◆ WHAT IS NEEDED ◆
Using the rendering plan below, answer:
(a) How many entries does the bind-group layout have?
(b) What field and type does `MaterialUniform` add?
(c) What value of `RendererStats::material_batch_layers` does WebGL2 use to report the per-material fallback?

Bind-group layout still has 11 entries (5 textures + 5 samplers +
1 uniform). The textures become `texture_2d_array<f32>` with
`filterable: true` for color roles and `filterable: false` for
data roles. The uniform binding gains `has_dynamic_offset: true`
and `min_binding_size: NonZero::new(MATERIAL_UNIFORM_BYTE_LEN)`.

Tests:
- Two same-dim materials produce a 2-layer array; layer 0 + layer
  1 contain the expected per-material bytes (verified through
  `wgpu`'s `copy_texture_to_buffer` debugging path).

### Commit 3 — WGSL switch + bind group collapse

`src/render/gpu/output.rs`:
- Each material texture binding switches type to
  `texture_2d_array<f32>`.
- `MaterialUniform` adds `material_layer_index: vec4<u32>` (using
  one slot for layer, three slots for future per-role layer
  flexibility + 16-byte alignment).
- Sampling becomes `textureSample(base_color_texture,
  base_color_sampler, transformed_uv,
  i32(material.material_layer_index.x))` (and equivalents for the
  other 4 roles).

`src/render/gpu/draw.rs`:
- Collapse N per-material `set_bind_group(1, ...)` calls into ONE.
  The pass binds the shared material bind group ONCE; each
  draw_batch sets its dynamic offset on the material uniform via
  the existing draw-uniform `set_bind_group(2, ..., &[draw_offset])`
  pattern (extended to also pass the material offset).

Doctor:
- `ARCH-RENDER-TRUTH` requires the new `texture_2d_array<f32>`
  substring, the `material_layer_index` field, and the
  `textureSample(base_color_texture, base_color_sampler,
  transformed_uv, i32(material.material_layer_index.x))` form.

### Commit 4 — WebGL2 fallback + capability gate flip

`src/render/gpu/webgl2_program.rs`:
- WebGL2 keeps the per-material path. The capability stays
  `Capabilities::texture_arrays = Supported` for backends that
  emit array bindings; WebGL2 reports the per-material fallback
  via `RendererStats::material_batch_layers = 0` even when the
  batch plan would batch.

Tests:
- `tests/m1_geometry_materials.rs::texture_array_batching_collapses_to_single_bind`
  asserts the headless GPU renderer with two compatible
  materials reports exactly one material bind-group switch per
  pass instead of two.
- `tests/m8_visual_proof.rs::m8-multi-material-array` extends to
  ≥4 distinct materials, renders identically to the per-bind path
  (within the existing `max_abs_diff` tolerance), and emits a
  new TOML entry recording `material_batch_layers: 4`.

## Capability flip

`Capabilities::texture_arrays` flips from `Supported` (with no
runtime use) to `Supported` (with measured renderer-stats evidence)
once commit 4's tests close. No RFC or capability-table change
required since the field already reports `Supported` per Phase 1F
step 1; the master plan checkbox at line 778 closes when the
visual fixture matrix at commit 4 lands.

## Tradeoffs explicitly considered

- **Texture deduplication vs array batching**: deduplication
  (same texture handle reused across materials → uploaded once)

◆ GIVEN RECORDS ◆
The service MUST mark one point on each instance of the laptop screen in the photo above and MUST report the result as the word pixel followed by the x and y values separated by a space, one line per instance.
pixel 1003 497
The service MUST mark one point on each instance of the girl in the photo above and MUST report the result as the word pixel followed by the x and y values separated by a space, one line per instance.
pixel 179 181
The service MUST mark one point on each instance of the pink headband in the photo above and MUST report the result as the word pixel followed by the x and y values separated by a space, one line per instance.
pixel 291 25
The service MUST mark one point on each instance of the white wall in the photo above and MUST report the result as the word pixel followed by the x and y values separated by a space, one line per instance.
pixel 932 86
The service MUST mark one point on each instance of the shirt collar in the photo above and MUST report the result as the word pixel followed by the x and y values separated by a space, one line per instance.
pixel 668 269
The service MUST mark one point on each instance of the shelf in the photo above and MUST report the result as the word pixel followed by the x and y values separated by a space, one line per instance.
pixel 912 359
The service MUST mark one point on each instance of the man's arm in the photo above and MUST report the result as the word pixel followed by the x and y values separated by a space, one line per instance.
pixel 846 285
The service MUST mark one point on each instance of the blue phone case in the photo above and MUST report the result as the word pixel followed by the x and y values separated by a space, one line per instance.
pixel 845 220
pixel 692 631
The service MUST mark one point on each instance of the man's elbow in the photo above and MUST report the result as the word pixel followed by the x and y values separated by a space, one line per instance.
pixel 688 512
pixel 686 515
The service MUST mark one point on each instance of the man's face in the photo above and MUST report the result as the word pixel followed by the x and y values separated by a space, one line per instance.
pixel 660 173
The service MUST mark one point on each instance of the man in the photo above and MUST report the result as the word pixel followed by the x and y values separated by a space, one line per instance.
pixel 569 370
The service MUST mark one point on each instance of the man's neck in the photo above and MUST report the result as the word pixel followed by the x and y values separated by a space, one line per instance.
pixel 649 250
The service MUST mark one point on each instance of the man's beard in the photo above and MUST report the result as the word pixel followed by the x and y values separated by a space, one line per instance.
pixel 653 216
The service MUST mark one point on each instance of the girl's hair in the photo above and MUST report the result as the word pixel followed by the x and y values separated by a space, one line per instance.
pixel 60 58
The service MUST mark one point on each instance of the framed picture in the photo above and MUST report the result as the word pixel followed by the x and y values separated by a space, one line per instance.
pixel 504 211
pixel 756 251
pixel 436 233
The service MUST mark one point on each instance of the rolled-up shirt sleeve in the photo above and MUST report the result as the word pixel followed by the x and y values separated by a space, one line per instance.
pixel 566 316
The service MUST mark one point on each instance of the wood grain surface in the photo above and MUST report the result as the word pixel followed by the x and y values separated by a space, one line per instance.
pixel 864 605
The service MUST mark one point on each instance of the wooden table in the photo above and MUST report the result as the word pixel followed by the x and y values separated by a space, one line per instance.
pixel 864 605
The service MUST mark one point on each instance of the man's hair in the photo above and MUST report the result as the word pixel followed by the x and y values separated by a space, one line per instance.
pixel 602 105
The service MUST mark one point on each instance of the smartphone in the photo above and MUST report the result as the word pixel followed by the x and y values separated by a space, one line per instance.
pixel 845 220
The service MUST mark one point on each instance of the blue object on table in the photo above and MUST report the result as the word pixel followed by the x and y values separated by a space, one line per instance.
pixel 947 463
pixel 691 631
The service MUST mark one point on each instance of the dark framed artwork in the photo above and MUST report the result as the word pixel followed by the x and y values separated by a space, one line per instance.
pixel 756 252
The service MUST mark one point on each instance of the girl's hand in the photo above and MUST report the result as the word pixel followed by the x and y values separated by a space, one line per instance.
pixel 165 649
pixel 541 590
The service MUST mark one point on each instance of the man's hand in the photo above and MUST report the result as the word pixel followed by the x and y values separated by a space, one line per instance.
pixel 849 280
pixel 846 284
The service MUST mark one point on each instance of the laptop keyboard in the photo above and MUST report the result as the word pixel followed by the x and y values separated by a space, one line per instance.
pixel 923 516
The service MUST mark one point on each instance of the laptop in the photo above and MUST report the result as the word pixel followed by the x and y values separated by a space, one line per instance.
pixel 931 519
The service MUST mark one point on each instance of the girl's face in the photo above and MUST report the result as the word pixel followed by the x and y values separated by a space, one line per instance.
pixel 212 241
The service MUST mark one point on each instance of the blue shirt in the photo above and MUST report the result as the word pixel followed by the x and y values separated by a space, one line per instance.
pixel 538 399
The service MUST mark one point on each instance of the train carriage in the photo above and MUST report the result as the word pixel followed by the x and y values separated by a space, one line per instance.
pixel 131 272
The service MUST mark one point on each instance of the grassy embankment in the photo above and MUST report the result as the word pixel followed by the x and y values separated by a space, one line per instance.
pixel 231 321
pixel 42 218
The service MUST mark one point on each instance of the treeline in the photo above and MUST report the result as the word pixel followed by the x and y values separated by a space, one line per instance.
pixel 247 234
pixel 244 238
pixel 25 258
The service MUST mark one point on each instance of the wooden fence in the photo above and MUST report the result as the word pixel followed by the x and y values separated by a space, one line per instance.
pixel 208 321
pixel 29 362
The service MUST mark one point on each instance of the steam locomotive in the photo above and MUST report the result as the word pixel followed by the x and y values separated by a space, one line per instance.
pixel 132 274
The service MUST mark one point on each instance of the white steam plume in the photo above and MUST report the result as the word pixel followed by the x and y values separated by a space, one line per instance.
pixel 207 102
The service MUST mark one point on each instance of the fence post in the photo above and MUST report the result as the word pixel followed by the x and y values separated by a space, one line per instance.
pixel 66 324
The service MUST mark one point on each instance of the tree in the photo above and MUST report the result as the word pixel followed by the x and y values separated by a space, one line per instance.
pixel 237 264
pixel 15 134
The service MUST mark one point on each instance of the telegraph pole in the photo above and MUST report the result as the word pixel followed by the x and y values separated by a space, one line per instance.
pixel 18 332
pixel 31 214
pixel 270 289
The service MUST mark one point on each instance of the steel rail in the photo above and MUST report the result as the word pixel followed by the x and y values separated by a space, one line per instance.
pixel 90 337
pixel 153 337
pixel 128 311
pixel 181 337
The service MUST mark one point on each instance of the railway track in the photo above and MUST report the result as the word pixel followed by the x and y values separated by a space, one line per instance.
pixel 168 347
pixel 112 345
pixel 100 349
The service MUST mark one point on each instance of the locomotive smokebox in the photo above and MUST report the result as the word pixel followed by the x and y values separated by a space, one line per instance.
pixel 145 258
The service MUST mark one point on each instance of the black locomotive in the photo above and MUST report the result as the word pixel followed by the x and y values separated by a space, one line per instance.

◆ SOLUTION BELOW ◆
(a) 11 entries: 5 textures, 5 samplers and 1 uniform.
(b) `material_layer_index: vec4<u32>`
(c) 0